» **Problem statement**: Restate each of the lines below word for word and drop every picture.
*** Data extract ***
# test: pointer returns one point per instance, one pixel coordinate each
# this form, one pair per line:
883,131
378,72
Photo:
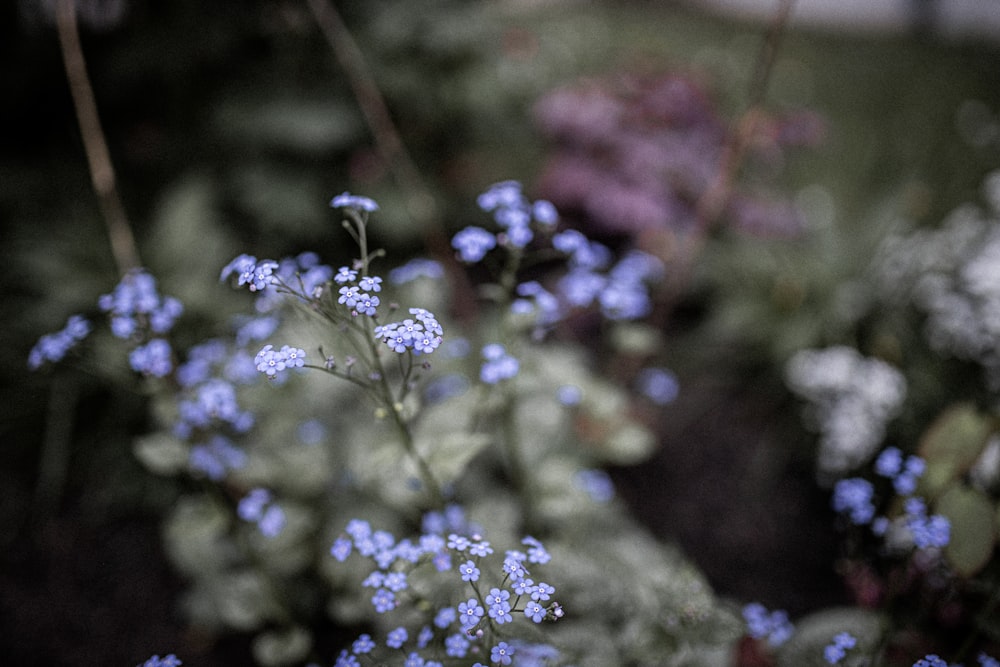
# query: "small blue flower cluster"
135,305
420,335
258,507
773,626
251,272
836,651
53,347
854,497
302,275
927,531
357,294
136,312
460,629
270,362
513,213
498,365
620,291
169,660
357,202
904,473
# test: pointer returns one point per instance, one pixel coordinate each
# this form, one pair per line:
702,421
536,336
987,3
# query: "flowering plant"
445,502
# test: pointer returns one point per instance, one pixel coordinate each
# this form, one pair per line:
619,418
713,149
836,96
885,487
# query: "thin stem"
102,173
713,201
420,202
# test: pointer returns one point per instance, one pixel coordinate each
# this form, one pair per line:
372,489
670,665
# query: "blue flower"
258,275
271,362
154,358
54,346
836,651
472,244
347,200
366,304
456,645
502,653
396,637
481,548
345,275
469,571
523,586
469,613
854,496
169,660
534,611
933,531
363,644
761,624
341,549
346,659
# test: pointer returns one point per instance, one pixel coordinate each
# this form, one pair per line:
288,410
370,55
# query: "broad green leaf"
973,530
951,445
448,455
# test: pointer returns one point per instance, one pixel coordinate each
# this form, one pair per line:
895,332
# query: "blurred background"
232,123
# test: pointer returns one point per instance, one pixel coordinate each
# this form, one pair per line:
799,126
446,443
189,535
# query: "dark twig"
420,203
102,173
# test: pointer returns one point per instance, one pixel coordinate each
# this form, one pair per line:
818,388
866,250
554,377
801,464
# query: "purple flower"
154,358
396,637
472,244
854,496
469,571
534,611
501,653
53,347
347,200
469,613
363,644
258,275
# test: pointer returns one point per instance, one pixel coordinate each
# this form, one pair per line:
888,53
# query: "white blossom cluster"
851,400
952,275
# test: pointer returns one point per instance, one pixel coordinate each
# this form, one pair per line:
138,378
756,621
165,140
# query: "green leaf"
951,445
814,632
161,453
285,647
973,530
449,454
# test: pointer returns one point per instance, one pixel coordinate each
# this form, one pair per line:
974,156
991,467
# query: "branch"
102,173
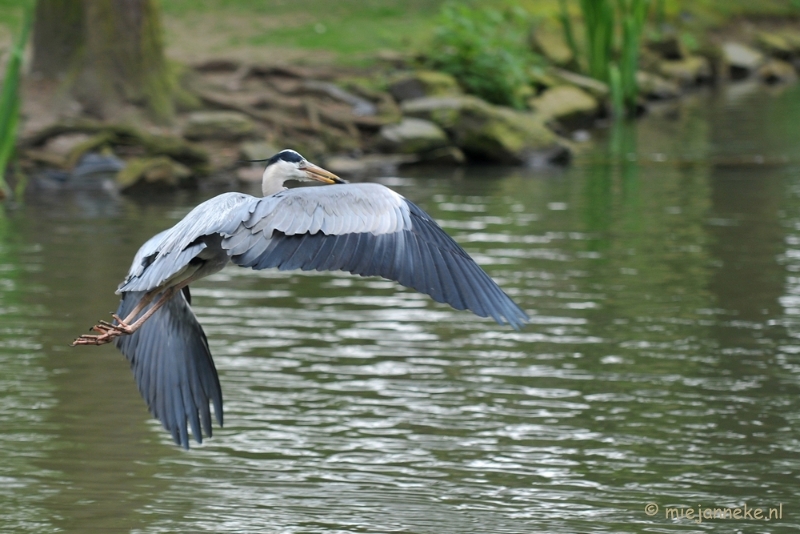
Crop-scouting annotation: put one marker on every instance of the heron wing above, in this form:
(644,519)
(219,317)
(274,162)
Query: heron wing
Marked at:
(171,362)
(158,261)
(369,230)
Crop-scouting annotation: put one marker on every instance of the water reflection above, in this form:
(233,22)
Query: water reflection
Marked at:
(661,363)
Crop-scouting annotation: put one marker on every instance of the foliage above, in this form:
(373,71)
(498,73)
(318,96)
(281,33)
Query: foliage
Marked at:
(486,51)
(604,22)
(9,102)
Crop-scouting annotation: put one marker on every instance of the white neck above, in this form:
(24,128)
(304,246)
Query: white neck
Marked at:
(272,181)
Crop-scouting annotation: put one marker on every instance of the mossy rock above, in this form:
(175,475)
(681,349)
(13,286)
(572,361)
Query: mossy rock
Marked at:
(161,172)
(741,59)
(552,46)
(686,72)
(775,44)
(423,83)
(225,125)
(412,135)
(777,71)
(655,87)
(567,104)
(175,148)
(489,132)
(594,87)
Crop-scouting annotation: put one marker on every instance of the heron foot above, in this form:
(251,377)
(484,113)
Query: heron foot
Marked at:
(108,332)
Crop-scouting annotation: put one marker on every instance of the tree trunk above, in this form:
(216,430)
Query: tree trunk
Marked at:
(107,55)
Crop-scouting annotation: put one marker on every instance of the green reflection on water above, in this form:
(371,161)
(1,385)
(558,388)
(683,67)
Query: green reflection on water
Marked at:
(661,364)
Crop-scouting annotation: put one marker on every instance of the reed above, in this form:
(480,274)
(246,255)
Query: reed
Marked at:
(606,23)
(9,101)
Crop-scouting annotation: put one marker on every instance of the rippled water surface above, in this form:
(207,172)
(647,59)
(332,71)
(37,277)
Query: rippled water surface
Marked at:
(661,366)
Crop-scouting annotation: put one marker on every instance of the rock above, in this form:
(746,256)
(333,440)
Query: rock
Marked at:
(412,135)
(552,46)
(742,60)
(424,83)
(251,175)
(594,87)
(567,104)
(542,79)
(448,155)
(345,166)
(160,171)
(92,163)
(655,87)
(490,132)
(686,72)
(777,71)
(668,47)
(250,150)
(792,38)
(218,125)
(775,44)
(62,145)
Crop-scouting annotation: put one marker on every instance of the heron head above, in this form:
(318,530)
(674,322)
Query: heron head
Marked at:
(289,165)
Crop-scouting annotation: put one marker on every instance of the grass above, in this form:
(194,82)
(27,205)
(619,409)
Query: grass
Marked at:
(9,102)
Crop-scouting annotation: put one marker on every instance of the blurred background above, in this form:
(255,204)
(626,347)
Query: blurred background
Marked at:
(627,171)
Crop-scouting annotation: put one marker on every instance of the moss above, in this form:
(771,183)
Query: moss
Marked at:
(161,171)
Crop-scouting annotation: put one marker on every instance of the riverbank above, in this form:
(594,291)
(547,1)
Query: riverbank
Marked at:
(375,110)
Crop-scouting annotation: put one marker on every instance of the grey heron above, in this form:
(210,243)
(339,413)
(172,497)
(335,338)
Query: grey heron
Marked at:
(365,229)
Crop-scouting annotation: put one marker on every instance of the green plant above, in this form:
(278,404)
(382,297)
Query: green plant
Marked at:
(605,21)
(486,51)
(9,102)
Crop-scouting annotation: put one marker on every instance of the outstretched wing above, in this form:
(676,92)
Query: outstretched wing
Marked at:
(172,364)
(366,229)
(179,245)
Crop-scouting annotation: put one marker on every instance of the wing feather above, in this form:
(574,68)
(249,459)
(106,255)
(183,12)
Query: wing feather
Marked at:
(367,229)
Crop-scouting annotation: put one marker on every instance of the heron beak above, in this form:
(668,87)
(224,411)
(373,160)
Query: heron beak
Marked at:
(319,174)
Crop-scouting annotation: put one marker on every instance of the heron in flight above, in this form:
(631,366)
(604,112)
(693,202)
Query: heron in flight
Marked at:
(365,229)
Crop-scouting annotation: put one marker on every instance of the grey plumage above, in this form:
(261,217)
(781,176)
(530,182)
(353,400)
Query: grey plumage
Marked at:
(171,362)
(364,229)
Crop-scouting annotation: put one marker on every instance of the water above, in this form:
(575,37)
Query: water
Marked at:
(661,365)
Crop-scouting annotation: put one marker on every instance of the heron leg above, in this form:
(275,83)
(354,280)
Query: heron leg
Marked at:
***
» **Task response**:
# test: pointer returns one point per instance, one pixel coordinate each
# this form, one pair per line:
883,131
378,72
Photo:
# query: "small blue flower cluster"
135,305
420,335
258,507
773,626
251,272
836,651
53,347
854,497
302,275
927,531
357,294
136,312
460,629
270,362
513,213
498,365
620,291
169,660
357,202
904,473
# test: pointer returns one point per instance, one pixel coordinate each
# this form, one pair per line:
702,421
536,336
987,3
# query: "flowering plant"
445,502
# test: pointer returns one point per instance, one pixel coordinate each
# this form, one pair per line:
619,418
713,149
836,96
885,487
# query: "thin stem"
102,173
713,201
420,202
# test: pointer returns one point per instance, one pixel coordinate each
# this form, one pair per line:
372,489
670,665
# query: "blue flower"
258,275
271,362
154,358
54,346
836,651
472,244
347,200
366,304
456,645
502,653
396,637
481,548
345,275
469,571
523,586
469,613
854,496
169,660
534,611
933,531
363,644
761,624
341,549
346,659
# test: pointer returns one point per instance, one pixel coordinate each
# this form, one pair per line:
288,410
370,55
# query: "broad green leaf"
973,530
951,445
448,455
# test: pointer returns one point per instance, one pixel coordinate each
# this form, one pair per line:
895,332
# query: "blurred background"
232,123
# test: pointer returns one point per instance, one pixel coordinate each
# this form, one pair per line:
799,126
446,443
189,535
# query: "dark twig"
420,203
102,173
# test: pointer returns one point per instance, one pixel coordinate each
# this form, one pair per line:
818,388
866,250
554,377
801,464
# query: "purple flower"
154,358
396,637
472,244
854,496
469,571
534,611
501,653
53,347
347,200
469,613
363,644
258,275
# test: pointer returns one point per instance, one pixel coordinate each
# this form, one pair per line:
888,53
# query: "white blossom cluster"
851,400
952,275
# test: pointer returns one point per instance, one pixel coordinate each
# this form, one pair per line:
138,378
756,621
165,140
# query: "green leaf"
951,445
814,632
161,453
285,647
973,530
449,454
# test: pointer returns one point per instance, one pixel coordinate each
# this form, one pair per line:
974,156
991,467
# query: "branch"
102,173
Crop-scouting annotation: put one marker on every instance of the heron wing above, in this form:
(644,519)
(219,317)
(274,162)
Query: heron wing
Marked at:
(171,362)
(158,261)
(369,230)
Crop-scouting annotation: put one marker on every instance of the water reflection above, in this form:
(233,22)
Query: water reflection
Marked at:
(661,363)
Crop-scouting annotation: put one marker on every instance of the foliage above, in this form:
(373,71)
(498,73)
(318,96)
(281,33)
Query: foliage
Marked at:
(486,51)
(604,22)
(9,102)
Crop-scouting annotation: put one marker on every instance of the white neck above, in this form:
(24,128)
(304,246)
Query: white neck
Marked at:
(272,181)
Crop-scouting annotation: put one marker on every instance of the mossy rock above, in this form:
(175,475)
(681,349)
(13,286)
(572,361)
Query: mossy rock
Marked at:
(161,172)
(741,59)
(552,46)
(686,72)
(775,44)
(423,83)
(225,125)
(412,135)
(777,71)
(655,87)
(567,104)
(175,148)
(489,132)
(594,87)
Crop-scouting annotation: put one marker on every instance of the heron foot above, in this form:
(251,377)
(484,113)
Query: heron foot
Marked at:
(108,332)
Crop-scouting annotation: put one marker on every instance of the tree trunk above, in this form:
(216,430)
Query: tree trunk
Marked at:
(107,55)
Crop-scouting annotation: put one marker on every instance of the green reflection on water above, in this form:
(371,161)
(1,385)
(558,388)
(683,67)
Query: green reflection on water
Marked at:
(661,364)
Crop-scouting annotation: put one marker on every instance of the reed above, in this form:
(480,274)
(246,255)
Query: reed
Marked at:
(606,23)
(9,101)
Crop-scouting annotation: put one marker on every instance of the rippled water surface above, in this form:
(207,172)
(647,59)
(332,71)
(37,277)
Query: rippled water surface
Marked at:
(661,366)
Crop-scouting annotation: put one marker on every instance of the rock above, in this form:
(746,256)
(333,440)
Query: rock
Marked at:
(412,135)
(552,46)
(742,60)
(424,83)
(251,175)
(594,87)
(567,104)
(542,79)
(448,155)
(345,166)
(160,171)
(92,163)
(655,87)
(490,132)
(686,72)
(777,71)
(668,47)
(250,150)
(792,38)
(218,125)
(775,44)
(62,145)
Crop-scouting annotation: put one marker on every instance of the heron head above, in this form:
(318,530)
(674,322)
Query: heron head
Marked at:
(289,165)
Crop-scouting annotation: put one marker on every instance of the grass above, in this form:
(194,82)
(27,205)
(619,409)
Query: grass
Marked at:
(9,102)
Crop-scouting annotation: put one marker on every instance of the blurred background above, in this form:
(255,204)
(626,347)
Query: blurred background
Marked at:
(627,171)
Crop-scouting annotation: put one marker on every instance of the moss above, in this form:
(771,183)
Query: moss
Marked at:
(161,171)
Crop-scouting annotation: put one marker on every instance of the riverbank above, in this form:
(594,291)
(547,1)
Query: riverbank
Marked at:
(375,110)
Crop-scouting annotation: put one marker on every instance of the grey heron above, in this form:
(210,243)
(339,413)
(172,497)
(335,338)
Query: grey heron
Marked at:
(365,229)
Crop-scouting annotation: put one marker on every instance of the green plant above, in this form:
(278,404)
(382,297)
Query: green plant
Marked at:
(605,21)
(486,51)
(9,102)
Crop-scouting annotation: put one marker on every instance of the outstretched wing above, in this form:
(676,92)
Query: outstretched wing
Marked at:
(172,364)
(366,229)
(179,245)
Crop-scouting annotation: put one marker on every instance of the wing feather above, in this form:
(574,68)
(249,459)
(106,255)
(183,12)
Query: wing feather
Marked at:
(367,229)
Crop-scouting annotation: put one marker on every instance of the heron beak above, in this form:
(668,87)
(224,411)
(373,160)
Query: heron beak
Marked at:
(319,174)
Crop-scouting annotation: put one marker on every instance of the heron in flight above, in this form:
(631,366)
(604,112)
(693,202)
Query: heron in flight
Marked at:
(365,229)
Crop-scouting annotation: put one marker on every instance of the grey plumage above, in this form:
(261,217)
(781,176)
(530,182)
(353,400)
Query: grey plumage
Marked at:
(171,362)
(364,229)
Crop-scouting annotation: put one marker on every instance of the water above, in this form:
(575,37)
Query: water
Marked at:
(661,365)
Crop-scouting annotation: put one marker on every instance of the heron leg above, in this form:
(275,83)
(354,280)
Query: heron leg
Marked at:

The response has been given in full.